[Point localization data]
+ + +

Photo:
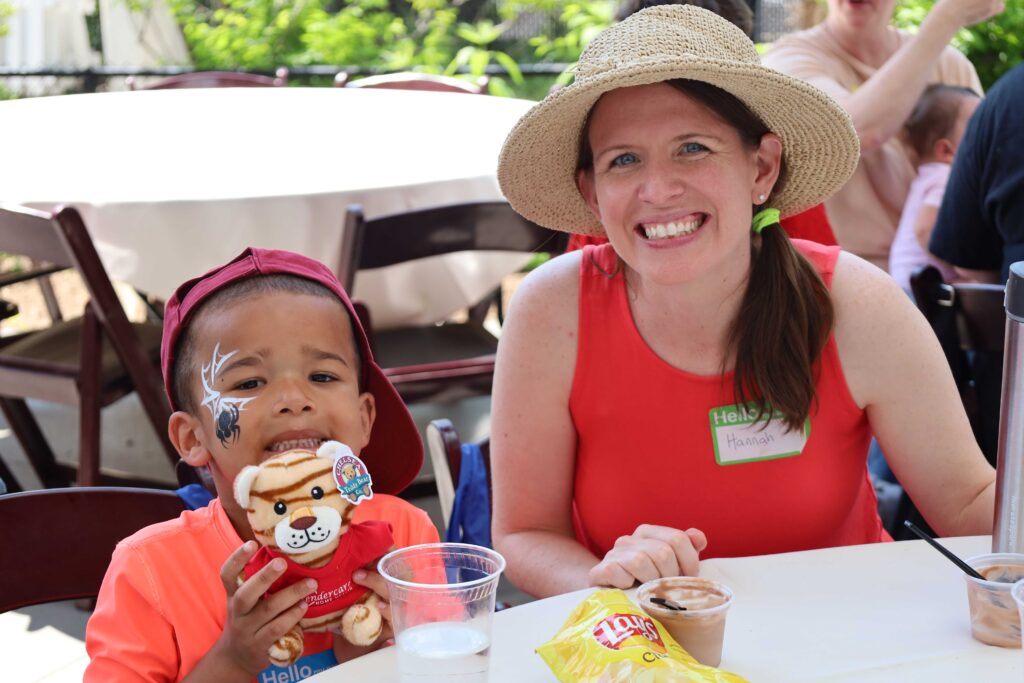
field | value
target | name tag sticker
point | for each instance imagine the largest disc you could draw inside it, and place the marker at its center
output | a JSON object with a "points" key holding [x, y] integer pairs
{"points": [[739, 436]]}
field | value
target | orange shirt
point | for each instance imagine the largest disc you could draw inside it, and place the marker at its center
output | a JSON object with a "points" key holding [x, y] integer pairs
{"points": [[660, 445], [162, 605]]}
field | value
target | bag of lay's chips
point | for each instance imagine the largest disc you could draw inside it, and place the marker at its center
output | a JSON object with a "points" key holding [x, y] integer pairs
{"points": [[607, 639]]}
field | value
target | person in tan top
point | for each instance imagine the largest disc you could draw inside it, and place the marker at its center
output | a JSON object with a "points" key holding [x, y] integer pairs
{"points": [[877, 74]]}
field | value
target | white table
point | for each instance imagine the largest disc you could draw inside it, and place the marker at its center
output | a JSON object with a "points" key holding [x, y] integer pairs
{"points": [[892, 612], [171, 182]]}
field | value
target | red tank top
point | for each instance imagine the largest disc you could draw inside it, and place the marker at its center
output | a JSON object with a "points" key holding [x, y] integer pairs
{"points": [[646, 454]]}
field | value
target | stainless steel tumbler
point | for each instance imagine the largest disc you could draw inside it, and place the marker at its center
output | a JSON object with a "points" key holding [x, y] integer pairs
{"points": [[1008, 530]]}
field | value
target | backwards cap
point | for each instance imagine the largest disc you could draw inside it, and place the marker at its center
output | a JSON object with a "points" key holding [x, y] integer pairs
{"points": [[394, 454]]}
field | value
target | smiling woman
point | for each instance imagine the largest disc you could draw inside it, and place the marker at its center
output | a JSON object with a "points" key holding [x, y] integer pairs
{"points": [[701, 385]]}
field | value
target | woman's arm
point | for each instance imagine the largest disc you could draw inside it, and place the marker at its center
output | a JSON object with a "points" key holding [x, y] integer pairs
{"points": [[897, 372], [532, 440], [880, 107]]}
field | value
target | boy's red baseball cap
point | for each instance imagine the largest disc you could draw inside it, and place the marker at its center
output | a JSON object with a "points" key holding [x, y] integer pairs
{"points": [[394, 454]]}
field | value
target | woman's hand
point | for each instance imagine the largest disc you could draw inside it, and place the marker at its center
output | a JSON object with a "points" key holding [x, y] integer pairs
{"points": [[369, 578], [969, 12], [650, 552]]}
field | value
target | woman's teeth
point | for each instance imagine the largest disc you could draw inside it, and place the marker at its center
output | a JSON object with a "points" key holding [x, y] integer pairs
{"points": [[305, 443], [673, 229]]}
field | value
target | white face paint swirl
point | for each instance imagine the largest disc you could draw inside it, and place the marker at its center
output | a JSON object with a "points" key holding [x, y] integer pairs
{"points": [[224, 410]]}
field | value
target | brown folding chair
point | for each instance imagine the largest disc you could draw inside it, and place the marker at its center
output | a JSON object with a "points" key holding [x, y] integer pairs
{"points": [[58, 542], [214, 79], [89, 361], [415, 81], [969, 317], [452, 358]]}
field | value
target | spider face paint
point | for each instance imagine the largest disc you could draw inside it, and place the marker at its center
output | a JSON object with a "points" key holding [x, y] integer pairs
{"points": [[224, 410]]}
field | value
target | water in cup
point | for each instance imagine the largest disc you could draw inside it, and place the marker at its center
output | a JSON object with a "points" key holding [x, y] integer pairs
{"points": [[442, 601], [433, 652]]}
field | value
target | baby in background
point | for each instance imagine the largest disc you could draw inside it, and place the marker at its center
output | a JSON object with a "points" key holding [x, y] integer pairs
{"points": [[934, 132]]}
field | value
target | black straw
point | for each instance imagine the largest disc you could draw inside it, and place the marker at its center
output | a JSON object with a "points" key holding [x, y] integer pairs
{"points": [[668, 604], [970, 570]]}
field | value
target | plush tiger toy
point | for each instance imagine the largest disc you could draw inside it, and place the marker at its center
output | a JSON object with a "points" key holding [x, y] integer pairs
{"points": [[300, 505]]}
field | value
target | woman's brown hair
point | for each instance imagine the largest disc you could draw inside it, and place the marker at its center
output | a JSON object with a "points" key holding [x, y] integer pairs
{"points": [[786, 313]]}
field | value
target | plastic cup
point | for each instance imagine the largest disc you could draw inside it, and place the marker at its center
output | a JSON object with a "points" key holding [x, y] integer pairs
{"points": [[994, 615], [442, 603], [1018, 594], [700, 628]]}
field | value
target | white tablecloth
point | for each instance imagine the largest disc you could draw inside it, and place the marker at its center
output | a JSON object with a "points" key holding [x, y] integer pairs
{"points": [[172, 182], [892, 612]]}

+ + +

Requirement: Report every line of the data above that contains the string "paint" by copying it in full.

Written response:
target | white face paint swirl
target | spider face paint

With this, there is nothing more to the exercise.